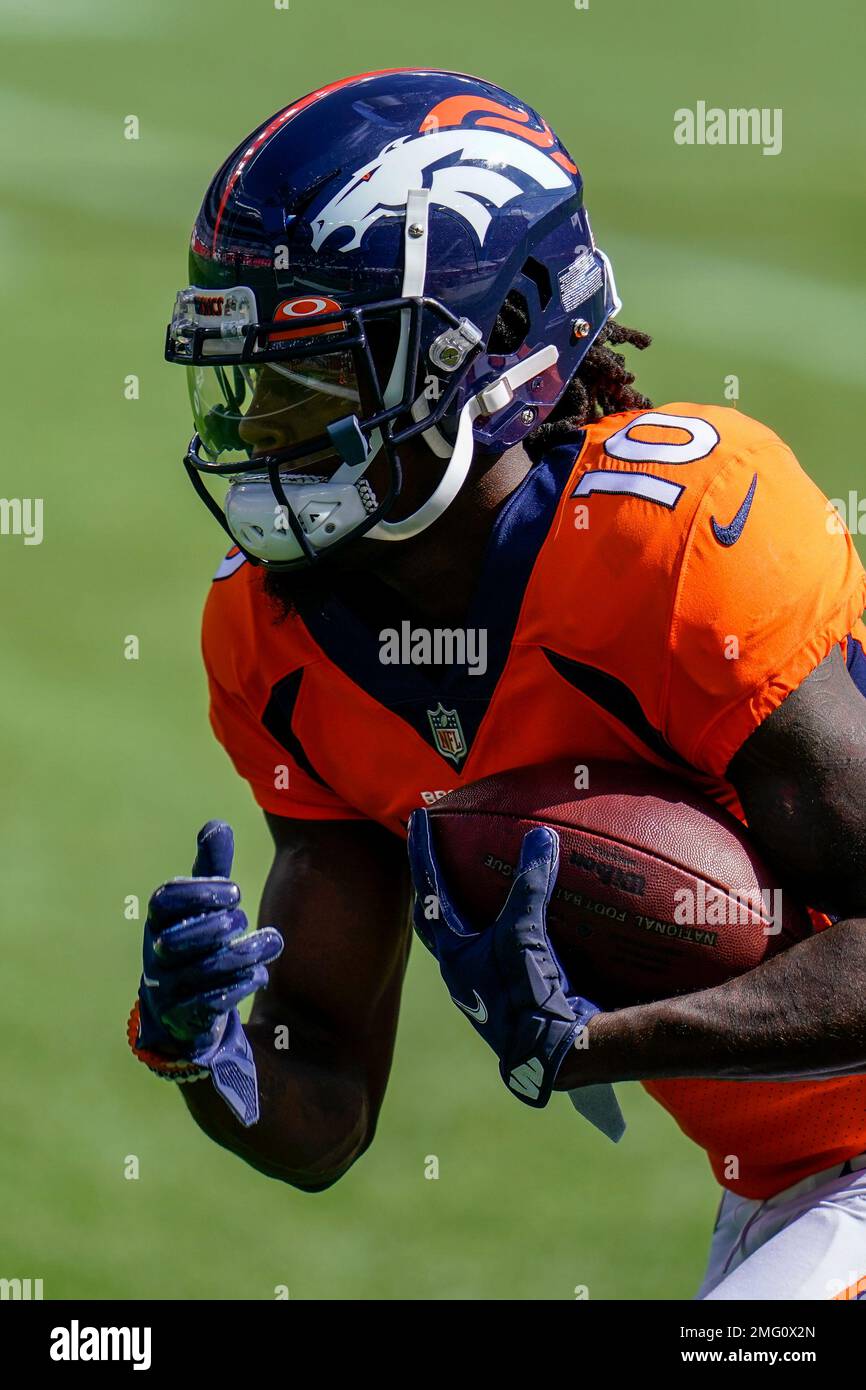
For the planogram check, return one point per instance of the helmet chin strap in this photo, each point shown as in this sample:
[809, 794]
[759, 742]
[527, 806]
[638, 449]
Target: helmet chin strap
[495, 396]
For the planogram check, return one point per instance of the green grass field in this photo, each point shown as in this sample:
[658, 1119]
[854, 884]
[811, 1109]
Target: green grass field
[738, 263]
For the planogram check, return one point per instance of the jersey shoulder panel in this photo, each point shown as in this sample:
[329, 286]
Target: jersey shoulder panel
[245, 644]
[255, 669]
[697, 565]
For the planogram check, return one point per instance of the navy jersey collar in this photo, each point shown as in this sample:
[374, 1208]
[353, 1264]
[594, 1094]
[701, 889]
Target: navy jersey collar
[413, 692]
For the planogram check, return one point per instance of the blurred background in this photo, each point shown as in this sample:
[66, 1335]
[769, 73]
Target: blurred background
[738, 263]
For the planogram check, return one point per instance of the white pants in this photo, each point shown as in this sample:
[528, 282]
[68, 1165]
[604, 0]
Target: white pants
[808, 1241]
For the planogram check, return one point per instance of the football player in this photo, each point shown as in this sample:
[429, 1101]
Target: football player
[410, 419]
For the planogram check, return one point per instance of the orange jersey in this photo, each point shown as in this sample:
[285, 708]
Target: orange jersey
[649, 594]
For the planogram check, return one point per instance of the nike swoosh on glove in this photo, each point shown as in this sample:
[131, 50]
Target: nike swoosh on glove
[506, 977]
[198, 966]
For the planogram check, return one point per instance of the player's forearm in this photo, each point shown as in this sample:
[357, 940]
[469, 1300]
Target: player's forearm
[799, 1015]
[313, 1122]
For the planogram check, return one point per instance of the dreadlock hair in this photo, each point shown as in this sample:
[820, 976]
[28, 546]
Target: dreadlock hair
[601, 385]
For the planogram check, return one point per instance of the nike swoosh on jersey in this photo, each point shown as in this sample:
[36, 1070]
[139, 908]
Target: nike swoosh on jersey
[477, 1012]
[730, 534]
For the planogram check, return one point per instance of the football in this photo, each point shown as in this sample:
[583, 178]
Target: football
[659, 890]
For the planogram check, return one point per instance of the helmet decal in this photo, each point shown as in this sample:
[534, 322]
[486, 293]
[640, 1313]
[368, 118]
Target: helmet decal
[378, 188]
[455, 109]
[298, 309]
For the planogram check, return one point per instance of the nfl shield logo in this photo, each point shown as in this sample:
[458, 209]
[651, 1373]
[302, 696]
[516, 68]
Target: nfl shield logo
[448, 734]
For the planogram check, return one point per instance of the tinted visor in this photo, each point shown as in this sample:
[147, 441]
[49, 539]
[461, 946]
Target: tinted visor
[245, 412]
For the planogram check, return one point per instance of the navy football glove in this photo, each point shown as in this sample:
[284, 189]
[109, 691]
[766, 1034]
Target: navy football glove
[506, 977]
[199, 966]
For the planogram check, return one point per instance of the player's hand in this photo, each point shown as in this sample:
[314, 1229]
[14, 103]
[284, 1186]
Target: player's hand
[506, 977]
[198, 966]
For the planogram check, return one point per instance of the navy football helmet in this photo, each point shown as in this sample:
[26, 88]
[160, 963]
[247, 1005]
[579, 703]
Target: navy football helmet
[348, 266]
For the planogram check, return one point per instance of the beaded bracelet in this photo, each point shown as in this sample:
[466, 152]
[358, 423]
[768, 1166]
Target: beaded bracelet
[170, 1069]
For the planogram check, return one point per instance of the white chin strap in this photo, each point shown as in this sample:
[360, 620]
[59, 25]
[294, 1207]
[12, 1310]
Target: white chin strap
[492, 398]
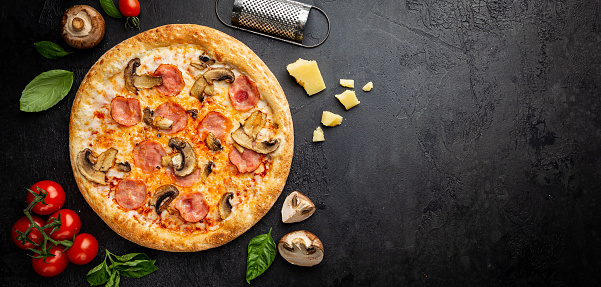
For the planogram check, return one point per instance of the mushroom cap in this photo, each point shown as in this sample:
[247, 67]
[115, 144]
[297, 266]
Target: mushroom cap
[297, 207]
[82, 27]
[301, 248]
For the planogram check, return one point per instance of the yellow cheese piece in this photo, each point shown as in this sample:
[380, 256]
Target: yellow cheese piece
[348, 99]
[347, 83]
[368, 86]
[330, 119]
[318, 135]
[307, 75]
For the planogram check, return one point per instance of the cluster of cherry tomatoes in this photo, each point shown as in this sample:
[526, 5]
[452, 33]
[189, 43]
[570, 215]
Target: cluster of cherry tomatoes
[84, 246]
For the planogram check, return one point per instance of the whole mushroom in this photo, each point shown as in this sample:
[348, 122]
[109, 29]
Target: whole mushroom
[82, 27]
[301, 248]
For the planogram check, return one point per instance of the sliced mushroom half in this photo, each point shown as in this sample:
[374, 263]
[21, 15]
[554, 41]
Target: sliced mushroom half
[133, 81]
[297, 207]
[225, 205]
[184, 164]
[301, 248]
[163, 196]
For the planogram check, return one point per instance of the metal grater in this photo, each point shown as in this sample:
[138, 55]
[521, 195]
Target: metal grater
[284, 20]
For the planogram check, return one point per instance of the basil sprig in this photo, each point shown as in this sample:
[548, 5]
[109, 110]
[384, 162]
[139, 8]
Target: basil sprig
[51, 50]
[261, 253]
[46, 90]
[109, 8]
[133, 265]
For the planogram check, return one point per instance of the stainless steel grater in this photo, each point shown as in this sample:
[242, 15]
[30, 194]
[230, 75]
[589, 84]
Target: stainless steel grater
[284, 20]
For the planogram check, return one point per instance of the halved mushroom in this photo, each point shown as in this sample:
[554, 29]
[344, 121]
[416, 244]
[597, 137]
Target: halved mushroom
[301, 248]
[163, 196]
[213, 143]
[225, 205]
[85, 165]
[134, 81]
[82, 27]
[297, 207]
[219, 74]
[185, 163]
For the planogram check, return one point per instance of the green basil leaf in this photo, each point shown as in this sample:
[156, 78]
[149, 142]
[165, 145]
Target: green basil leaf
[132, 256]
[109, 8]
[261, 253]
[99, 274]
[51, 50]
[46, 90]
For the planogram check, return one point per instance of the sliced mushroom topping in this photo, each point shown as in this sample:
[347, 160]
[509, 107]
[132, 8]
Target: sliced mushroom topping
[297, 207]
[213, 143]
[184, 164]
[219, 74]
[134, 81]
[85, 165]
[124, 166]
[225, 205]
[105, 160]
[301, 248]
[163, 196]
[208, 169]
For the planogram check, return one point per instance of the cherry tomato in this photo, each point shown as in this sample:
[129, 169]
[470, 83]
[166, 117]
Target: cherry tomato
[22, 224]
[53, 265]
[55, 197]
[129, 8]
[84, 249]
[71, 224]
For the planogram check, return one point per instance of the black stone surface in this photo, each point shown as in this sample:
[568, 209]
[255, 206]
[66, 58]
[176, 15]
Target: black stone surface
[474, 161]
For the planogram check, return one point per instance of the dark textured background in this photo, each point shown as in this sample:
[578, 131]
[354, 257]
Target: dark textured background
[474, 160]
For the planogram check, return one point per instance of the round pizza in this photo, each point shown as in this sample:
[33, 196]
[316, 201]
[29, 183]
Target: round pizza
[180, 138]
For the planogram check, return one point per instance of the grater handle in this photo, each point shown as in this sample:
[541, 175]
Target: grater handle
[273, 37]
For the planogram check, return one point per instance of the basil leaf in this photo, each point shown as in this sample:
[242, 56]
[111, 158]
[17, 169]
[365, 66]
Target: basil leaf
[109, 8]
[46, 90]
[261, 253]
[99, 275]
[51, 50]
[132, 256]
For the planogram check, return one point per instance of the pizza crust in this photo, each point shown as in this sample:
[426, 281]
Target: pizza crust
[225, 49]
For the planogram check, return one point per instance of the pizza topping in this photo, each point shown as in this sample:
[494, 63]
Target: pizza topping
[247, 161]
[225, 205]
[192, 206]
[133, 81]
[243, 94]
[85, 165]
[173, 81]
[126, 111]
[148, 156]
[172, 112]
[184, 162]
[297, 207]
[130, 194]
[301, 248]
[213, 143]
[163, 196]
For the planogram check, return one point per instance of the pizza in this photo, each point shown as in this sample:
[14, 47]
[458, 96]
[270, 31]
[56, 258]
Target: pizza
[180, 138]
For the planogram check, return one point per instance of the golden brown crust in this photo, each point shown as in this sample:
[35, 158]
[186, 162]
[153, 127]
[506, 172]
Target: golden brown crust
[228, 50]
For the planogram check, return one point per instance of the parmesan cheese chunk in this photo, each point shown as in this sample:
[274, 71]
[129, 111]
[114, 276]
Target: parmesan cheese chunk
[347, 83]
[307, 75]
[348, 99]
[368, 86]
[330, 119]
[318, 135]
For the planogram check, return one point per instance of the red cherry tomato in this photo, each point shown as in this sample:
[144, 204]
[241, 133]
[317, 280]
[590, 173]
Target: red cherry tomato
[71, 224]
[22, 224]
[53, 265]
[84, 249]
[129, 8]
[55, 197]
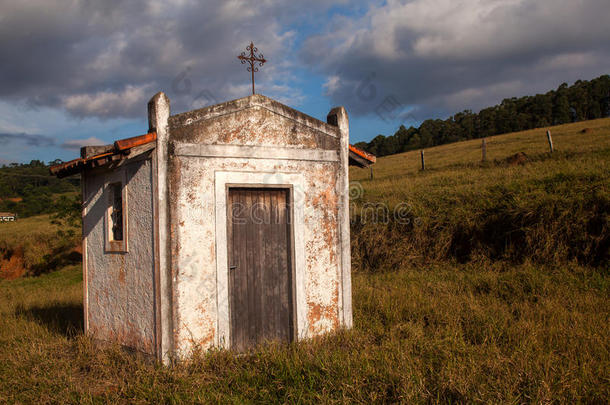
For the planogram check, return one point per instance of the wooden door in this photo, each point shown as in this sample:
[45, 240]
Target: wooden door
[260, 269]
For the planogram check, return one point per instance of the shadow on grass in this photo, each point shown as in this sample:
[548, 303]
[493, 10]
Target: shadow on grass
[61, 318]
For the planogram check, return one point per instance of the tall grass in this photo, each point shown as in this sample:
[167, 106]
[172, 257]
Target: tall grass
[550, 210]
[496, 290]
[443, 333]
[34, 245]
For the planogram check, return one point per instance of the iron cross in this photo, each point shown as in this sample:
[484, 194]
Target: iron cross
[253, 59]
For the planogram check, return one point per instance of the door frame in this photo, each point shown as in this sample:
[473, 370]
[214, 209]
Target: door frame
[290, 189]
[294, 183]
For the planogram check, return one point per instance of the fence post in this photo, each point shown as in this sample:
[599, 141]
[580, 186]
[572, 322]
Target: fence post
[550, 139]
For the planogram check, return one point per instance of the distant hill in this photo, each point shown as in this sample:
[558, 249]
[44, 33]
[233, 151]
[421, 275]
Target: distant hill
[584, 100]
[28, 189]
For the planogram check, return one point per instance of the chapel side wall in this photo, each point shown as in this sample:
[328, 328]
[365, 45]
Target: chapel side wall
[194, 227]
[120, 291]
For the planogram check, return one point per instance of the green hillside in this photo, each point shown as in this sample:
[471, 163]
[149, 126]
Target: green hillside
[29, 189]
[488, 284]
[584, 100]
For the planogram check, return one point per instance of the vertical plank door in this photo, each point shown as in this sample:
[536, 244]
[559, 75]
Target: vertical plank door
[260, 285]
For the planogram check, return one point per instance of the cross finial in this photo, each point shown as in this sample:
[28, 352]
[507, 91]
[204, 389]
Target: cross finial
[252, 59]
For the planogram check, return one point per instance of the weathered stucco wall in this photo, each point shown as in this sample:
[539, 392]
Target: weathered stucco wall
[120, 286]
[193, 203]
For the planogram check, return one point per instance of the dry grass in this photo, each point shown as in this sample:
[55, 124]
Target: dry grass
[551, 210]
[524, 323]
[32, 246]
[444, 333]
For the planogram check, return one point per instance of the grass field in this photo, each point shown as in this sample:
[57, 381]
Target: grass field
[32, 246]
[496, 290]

## Problem details
Return, unchanged, each line from the line containing "of the distant" through the last line of the material.

## Finished answer
For the planogram check, return one point per instance of the distant hill in this photo, each point shown as in this sample:
[558, 249]
[44, 33]
[233, 151]
[421, 275]
Target: distant hill
[584, 100]
[28, 189]
For the planogram check, return one point per instance of the chapel side wall in this photo, each point shown as in this sample:
[328, 328]
[365, 45]
Target: chapel side wall
[194, 227]
[120, 291]
For the planogram check, return one point per instance of the green hillside in this photo, each point shown as in this sample:
[471, 163]
[149, 126]
Target: green hillside
[29, 189]
[488, 284]
[584, 100]
For the planogram check, return one point per instance of the vertical plank door in this photo, each point shown as in this sample:
[536, 244]
[559, 75]
Target: vertical plank door
[260, 285]
For the planogram check, return one point per instance of the cross finial in this photo, each point shown as in this sample:
[28, 352]
[507, 91]
[204, 389]
Target: cross finial
[252, 59]
For the planogram check, return one point per instance of the weathered stucco wall in this photo, each point shown as in this sample:
[539, 392]
Target: weathered stucco wall
[120, 286]
[193, 203]
For the planogram check, return one point per instance of the dry grass in this photo, each point shown as in this sample:
[55, 124]
Target: dry grass
[551, 210]
[524, 323]
[32, 246]
[444, 333]
For the planogram check, return one point per instance of the grass field in this photo, each point shown as in this sample:
[57, 381]
Target: grass field
[32, 246]
[496, 290]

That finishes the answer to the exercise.